_Required work_
Retrieve every line from the records in which the word "boat" occurs.

_Data for analysis_
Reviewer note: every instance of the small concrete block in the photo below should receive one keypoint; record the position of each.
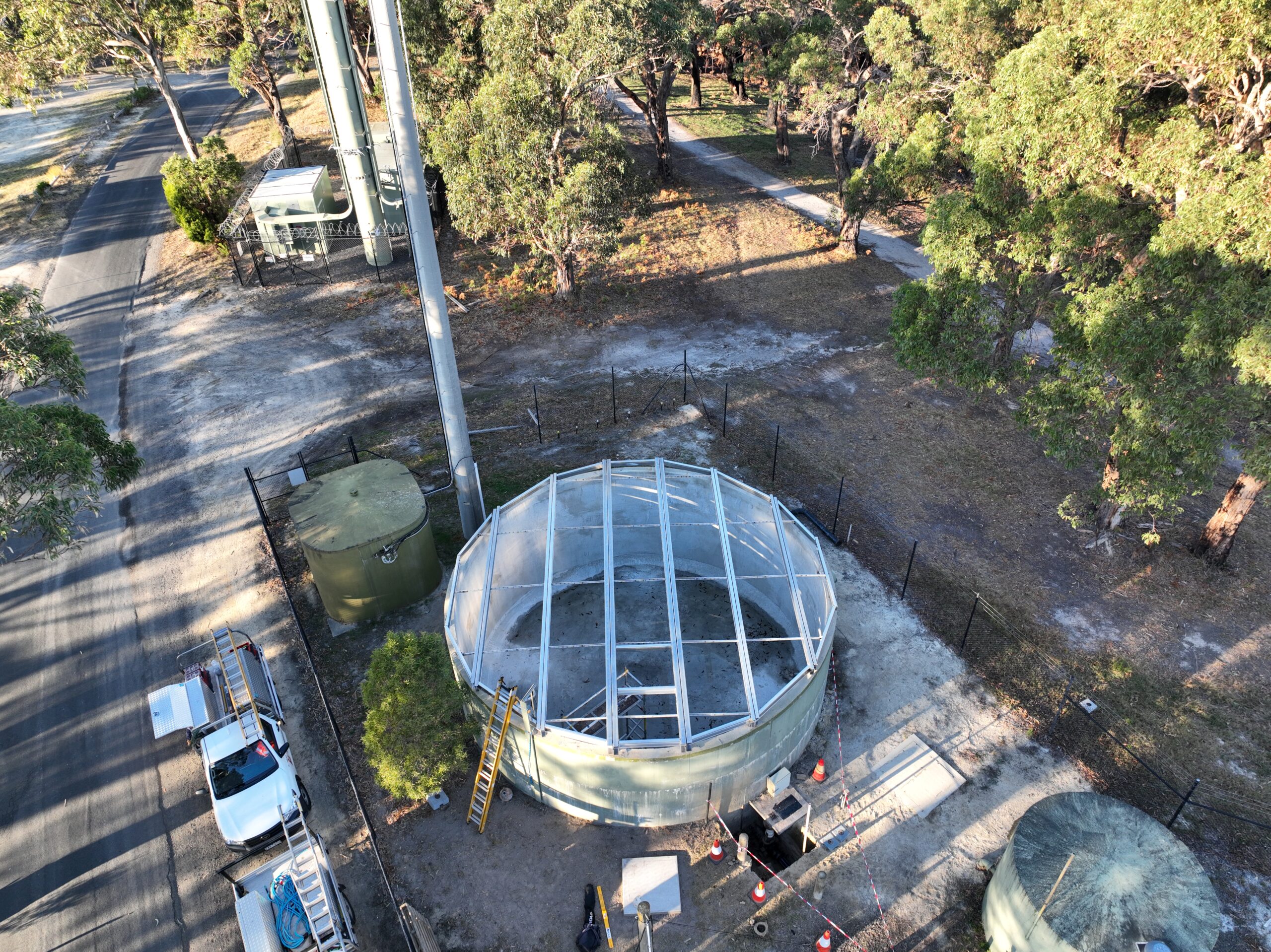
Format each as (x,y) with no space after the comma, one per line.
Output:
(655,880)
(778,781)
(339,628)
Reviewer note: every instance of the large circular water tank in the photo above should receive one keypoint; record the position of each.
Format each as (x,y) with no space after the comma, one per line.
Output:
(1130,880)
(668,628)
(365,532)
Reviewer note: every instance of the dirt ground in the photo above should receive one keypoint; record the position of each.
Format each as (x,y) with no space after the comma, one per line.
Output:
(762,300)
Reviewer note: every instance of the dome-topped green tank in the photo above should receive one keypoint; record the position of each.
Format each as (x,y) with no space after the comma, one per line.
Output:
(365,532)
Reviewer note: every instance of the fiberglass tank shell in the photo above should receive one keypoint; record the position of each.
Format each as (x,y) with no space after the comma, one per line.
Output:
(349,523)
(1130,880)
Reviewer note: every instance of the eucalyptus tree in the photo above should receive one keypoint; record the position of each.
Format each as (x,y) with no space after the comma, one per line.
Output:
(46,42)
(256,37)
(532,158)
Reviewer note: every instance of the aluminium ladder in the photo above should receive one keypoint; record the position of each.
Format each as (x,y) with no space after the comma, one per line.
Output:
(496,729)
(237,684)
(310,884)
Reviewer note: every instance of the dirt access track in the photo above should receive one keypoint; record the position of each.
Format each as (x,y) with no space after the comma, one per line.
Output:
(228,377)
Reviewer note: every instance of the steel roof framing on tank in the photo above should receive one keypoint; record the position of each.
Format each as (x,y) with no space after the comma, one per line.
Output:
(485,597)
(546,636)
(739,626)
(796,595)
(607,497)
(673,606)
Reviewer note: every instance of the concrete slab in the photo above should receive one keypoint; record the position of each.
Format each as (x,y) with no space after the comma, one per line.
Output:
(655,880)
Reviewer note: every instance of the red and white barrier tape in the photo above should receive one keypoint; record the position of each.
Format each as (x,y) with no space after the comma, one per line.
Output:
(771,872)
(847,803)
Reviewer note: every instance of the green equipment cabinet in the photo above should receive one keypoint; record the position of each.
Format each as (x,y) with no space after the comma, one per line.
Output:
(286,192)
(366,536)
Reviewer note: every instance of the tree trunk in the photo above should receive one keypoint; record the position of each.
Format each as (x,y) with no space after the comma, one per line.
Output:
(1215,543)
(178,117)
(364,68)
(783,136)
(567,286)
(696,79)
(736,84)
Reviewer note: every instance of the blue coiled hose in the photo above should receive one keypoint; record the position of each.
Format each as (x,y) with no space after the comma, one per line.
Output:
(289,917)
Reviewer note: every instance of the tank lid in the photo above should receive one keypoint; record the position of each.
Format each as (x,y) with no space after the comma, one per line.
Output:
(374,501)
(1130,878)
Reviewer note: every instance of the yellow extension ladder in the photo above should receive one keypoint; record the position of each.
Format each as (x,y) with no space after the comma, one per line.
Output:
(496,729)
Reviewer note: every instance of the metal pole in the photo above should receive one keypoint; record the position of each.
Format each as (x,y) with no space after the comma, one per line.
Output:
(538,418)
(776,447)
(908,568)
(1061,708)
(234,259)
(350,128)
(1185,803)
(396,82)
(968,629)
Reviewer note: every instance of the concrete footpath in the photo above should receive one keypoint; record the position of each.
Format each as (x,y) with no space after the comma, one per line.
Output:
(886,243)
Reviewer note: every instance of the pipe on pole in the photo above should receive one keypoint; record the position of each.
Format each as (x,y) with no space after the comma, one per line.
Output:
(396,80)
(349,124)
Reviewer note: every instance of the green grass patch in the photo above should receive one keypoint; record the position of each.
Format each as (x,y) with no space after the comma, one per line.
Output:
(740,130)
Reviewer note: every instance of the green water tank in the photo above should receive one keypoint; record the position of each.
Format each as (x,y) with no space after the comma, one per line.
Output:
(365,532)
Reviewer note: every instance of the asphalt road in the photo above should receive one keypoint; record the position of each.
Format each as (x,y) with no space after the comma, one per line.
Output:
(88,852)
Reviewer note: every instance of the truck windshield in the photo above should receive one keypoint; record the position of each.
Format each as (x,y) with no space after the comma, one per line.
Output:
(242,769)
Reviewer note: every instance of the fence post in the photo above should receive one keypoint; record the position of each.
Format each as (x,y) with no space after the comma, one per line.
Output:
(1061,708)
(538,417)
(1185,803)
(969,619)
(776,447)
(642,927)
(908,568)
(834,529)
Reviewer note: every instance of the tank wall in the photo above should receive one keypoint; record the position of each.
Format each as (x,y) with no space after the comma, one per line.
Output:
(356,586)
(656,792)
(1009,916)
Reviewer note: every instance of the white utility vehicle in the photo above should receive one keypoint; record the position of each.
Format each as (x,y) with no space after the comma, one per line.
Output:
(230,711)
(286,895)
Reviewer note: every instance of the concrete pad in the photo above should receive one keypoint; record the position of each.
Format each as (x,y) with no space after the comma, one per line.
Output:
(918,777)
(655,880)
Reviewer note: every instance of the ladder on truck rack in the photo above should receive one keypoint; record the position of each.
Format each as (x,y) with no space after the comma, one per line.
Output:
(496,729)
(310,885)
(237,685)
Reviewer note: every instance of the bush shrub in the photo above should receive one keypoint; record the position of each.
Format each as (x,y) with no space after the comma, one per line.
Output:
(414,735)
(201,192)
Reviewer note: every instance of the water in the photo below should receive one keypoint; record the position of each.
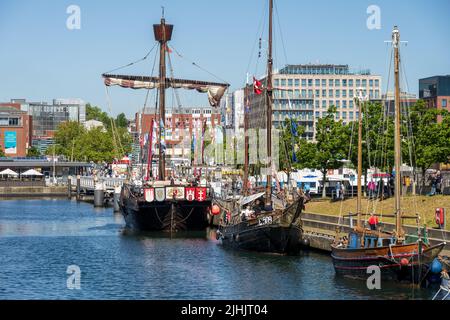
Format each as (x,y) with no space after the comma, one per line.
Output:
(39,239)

--

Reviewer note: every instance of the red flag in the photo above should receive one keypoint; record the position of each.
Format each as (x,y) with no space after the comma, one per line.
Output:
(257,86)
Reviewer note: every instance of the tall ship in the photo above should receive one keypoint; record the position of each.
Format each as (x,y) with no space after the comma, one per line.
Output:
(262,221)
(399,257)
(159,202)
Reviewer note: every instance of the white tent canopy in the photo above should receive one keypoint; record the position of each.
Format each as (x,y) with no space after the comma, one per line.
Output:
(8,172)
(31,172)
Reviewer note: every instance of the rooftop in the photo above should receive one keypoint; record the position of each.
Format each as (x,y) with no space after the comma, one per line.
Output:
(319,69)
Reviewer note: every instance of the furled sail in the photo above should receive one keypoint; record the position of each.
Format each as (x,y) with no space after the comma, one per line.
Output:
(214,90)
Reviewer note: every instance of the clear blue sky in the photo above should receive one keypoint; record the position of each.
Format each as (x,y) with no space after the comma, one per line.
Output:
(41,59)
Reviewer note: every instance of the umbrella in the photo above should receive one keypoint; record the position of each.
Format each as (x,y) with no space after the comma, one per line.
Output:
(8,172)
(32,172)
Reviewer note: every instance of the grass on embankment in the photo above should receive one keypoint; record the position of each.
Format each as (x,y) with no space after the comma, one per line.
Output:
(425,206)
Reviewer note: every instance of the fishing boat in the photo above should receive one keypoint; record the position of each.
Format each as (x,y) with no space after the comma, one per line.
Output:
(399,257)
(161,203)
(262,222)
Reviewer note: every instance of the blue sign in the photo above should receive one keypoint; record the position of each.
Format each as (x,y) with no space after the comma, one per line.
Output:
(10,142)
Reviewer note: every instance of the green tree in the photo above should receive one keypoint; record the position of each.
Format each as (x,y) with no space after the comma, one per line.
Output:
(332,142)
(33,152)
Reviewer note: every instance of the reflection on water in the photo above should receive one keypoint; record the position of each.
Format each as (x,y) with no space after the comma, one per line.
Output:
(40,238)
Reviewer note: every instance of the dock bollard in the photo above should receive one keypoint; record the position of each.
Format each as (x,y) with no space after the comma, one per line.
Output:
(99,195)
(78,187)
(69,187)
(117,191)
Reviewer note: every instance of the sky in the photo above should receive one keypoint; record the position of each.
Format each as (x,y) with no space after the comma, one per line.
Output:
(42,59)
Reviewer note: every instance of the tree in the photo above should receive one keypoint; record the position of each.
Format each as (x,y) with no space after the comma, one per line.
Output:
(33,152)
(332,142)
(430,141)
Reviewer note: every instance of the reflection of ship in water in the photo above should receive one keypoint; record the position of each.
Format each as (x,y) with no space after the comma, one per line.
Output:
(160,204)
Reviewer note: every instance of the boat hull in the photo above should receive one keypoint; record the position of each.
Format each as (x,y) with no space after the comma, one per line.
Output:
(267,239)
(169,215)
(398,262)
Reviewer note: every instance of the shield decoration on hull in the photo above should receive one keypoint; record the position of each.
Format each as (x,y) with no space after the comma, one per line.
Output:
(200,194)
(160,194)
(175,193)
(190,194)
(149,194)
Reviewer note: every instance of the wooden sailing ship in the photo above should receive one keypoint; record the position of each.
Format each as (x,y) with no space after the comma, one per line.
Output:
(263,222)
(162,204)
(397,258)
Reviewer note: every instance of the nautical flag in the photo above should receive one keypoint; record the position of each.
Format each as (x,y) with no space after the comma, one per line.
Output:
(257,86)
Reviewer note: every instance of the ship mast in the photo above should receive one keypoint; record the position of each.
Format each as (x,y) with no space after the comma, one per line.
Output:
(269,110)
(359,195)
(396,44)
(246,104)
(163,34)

---

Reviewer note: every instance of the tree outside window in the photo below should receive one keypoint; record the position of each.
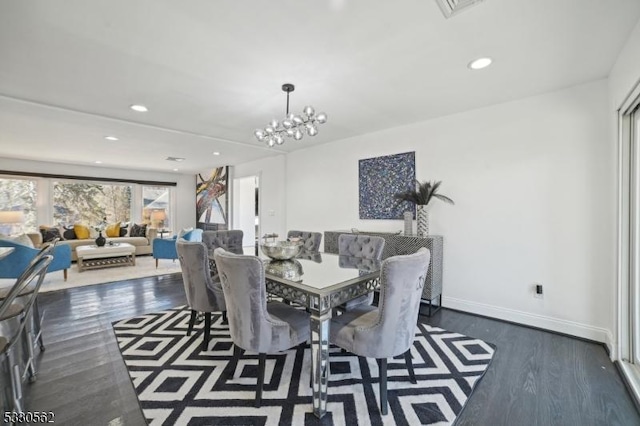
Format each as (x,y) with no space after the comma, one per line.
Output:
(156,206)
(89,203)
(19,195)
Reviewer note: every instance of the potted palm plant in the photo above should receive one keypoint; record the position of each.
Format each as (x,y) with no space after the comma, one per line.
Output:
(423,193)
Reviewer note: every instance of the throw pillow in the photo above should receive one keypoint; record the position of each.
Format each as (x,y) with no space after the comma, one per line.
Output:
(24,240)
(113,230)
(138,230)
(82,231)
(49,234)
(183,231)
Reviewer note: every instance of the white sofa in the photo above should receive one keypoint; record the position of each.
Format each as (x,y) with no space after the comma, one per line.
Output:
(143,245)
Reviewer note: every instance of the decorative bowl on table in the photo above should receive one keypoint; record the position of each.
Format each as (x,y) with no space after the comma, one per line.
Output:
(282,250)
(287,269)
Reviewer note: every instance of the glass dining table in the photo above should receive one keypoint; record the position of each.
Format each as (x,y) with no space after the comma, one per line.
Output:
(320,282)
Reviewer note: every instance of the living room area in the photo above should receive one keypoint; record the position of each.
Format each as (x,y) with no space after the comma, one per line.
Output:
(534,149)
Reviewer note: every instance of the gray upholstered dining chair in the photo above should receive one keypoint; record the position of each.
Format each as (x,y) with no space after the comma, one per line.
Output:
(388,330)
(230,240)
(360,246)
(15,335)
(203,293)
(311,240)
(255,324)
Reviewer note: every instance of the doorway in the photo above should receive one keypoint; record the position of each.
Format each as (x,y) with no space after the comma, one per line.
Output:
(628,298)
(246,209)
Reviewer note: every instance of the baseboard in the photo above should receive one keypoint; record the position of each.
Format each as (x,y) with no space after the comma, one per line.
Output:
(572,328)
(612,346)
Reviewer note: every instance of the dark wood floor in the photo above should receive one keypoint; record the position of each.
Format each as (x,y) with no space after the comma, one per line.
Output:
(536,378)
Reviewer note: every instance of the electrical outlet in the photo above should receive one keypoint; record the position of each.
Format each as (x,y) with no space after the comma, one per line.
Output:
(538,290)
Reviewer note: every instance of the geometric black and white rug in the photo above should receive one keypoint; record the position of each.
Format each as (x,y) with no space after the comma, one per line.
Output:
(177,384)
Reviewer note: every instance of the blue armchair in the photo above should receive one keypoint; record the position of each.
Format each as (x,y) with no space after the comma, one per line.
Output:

_Answer to the problem_
Reviewer note: every instance of the fishing boat in the photo above should receive one keypoint; record the position of each.
Reviewer note: every instance of the boat hull in the photo above should receive one keypoint; record the position of each.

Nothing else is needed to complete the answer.